Why don’t more patients go to opioid treatment programs (OTPs) earlier in their disease?
For several reasons. First, the guidelines of the Substance Abuse and Mental Health Services Administration (SAMHSA) require that patients have a one-year history of opioid addiction before entry into an OTP.
However, “history” is not well defined. “It does not stipulate frequency of use,” notes Mark Parrino, MPA, president of the American Association for the Treatment of Opioid Dependence (AATOD).
Before SAMHSA took over OTP regulation from the Food and Drug Administration, the requirement was two years of opioid addiction. Now it’s one.
Yet, even SAMHSA is not clear on the frequency of opioid use required for program entry. Is it daily? Weekly?
“I don’t think our guidelines specify” the definition, said Mitra Ahadpour, MD, the new director of SAMHSA’s Division of Pharmacologic Therapies (DPT), in an interview with AT Forum. “We need to look at that, and if there’s is no definition for it, we need to come up with one,” she said, specifying that this should be a “collaborative effort.”
Mr. Parrino noted another reason patients begin therapy when at their most desperate, instead of early. “Patients see entering an OTP as a treatment of last resort,” he told AT Forum. “So, for the newly admitted patient, the feeling was that they were doing the best thing they could do, that this was the last stop on the train, that they’re there because if they don’t get admitted, they’ll get arrested, lose their job, OD, or die.”
This is clearly a perception problem, because OTPs aren’t only for patients facing critical circumstances. But what Mr. Parrino calls a “feeling of dread” does exist about OTPs. The patient feels there is no choice, this is the end of the line.
Then, once admitted, the patient is subject to counseling, drug testing, and dealing with clinic staff. The feeling of dread transforms to one of recovery.
The question remains, how to help prospective patients realize they can attain recovery without waiting until the last minute?
Mr. Parrino’s career started when he worked in an OTP as a counselor. “I thought I’d stay a year or two and get insight, and use it in a different setting,” he told AT Forum. “But I was genuinely moved by how patients transformed in the first several months of care, how they got healthier,” he said. “We gave them the proper dosage, they discontinued their drug use, and for those who continued to drink or use benzodiazepines or cocaine, we counseled them and sometimes hospitalized them,” he said.
Dr. Ahadpour said that the main problem is that patients and primary care providers don’t know about medication-assisted treatment, and are biased against substance use disorders (SUDs) in general. “Many primary care providers think that patients who have SUDs are not part of their patient pool,” she told AT Forum. Therefore, they don’t even bother screening for them.
Another problem is that many health care providers don’t understand medication-assisted treatment—they think of it as trading “one addiction for another,” she said. “It’s our job to bring more awareness” to referral sources, in particular, to primary care providers. “Methadone has more than 50 years of science behind it.”
The bottom line is that OTPs need to reach out to referral sources, and do whatever they can in the community of health care providers to let them know they are there to help. Education is the first step for many of these providers, who did not learn about methadone in medical school. And for patients, primary care providers and emergency departments can validate both methadone and treatment in an OTP.
....................
* Exercise tasks:
- 1) Reproduce the passage on opioid treatment programs, starting at the words "Then, once admitted, the" and ending after "one of recovery.", and replace "counseling" with "therapy sessions".
- 2) Answer these questions from the passage on opioid treatment programs.
(a) Under SAMHSA guidelines, how long a history of opioid addiction must patients have before entering an OTP?
(b) In what role did Mark Parrino's career begin?
(c) According to Dr. Ahadpour, how many years of science does methadone have behind it?

[Recorded data]
....................
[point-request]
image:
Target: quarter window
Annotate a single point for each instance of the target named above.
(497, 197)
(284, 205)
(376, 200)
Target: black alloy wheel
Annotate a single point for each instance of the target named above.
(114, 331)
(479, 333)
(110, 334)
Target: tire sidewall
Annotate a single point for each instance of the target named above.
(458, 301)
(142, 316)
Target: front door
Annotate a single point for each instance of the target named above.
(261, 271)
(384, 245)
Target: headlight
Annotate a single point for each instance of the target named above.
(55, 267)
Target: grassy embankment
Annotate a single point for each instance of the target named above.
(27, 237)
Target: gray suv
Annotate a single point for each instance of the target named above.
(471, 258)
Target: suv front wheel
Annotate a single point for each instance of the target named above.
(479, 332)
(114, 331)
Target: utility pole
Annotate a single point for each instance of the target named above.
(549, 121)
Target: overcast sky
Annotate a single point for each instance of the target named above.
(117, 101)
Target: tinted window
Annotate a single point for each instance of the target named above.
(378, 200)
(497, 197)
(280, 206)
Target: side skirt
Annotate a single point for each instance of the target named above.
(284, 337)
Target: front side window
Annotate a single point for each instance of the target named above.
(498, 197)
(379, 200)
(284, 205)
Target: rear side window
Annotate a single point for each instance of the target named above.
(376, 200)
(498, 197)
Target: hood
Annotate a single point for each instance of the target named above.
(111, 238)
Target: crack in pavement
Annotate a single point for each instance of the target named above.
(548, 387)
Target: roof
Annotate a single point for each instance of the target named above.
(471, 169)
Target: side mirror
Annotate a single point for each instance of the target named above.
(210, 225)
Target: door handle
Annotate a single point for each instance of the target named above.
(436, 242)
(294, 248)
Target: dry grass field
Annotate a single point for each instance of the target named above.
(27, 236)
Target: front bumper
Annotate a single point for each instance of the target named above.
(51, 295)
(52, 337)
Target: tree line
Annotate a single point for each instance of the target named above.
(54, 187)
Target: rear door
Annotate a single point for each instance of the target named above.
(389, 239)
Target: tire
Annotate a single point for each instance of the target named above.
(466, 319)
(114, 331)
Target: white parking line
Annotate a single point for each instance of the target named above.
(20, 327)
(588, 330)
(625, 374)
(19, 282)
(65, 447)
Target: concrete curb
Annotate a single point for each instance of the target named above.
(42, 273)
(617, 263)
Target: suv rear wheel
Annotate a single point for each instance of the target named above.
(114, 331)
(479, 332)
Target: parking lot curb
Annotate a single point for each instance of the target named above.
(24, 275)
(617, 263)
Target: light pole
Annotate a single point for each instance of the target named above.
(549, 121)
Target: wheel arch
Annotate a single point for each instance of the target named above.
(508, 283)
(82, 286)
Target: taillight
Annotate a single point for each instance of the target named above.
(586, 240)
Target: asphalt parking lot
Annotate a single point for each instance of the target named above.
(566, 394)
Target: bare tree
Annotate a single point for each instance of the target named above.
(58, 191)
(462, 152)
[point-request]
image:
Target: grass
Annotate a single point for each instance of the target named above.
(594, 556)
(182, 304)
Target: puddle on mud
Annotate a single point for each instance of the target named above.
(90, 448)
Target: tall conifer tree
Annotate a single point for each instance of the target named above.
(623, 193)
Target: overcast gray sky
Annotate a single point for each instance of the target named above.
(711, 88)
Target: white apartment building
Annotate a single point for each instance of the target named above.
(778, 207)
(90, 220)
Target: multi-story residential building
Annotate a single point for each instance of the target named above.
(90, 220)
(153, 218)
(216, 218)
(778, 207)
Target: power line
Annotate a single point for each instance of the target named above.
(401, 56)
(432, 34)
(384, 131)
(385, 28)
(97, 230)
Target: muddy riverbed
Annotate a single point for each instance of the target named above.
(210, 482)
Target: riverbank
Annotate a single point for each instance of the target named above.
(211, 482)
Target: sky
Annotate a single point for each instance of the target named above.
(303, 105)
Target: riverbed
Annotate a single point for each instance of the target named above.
....................
* Results for each task:
- 1)
Then, once admitted, the patient is subject to therapy sessions, drug testing, and dealing with clinic staff. The feeling of dread transforms to one of recovery.

- 2)
(a) One year.
(b) He worked as a counselor in an OTP.
(c) More than 50 years.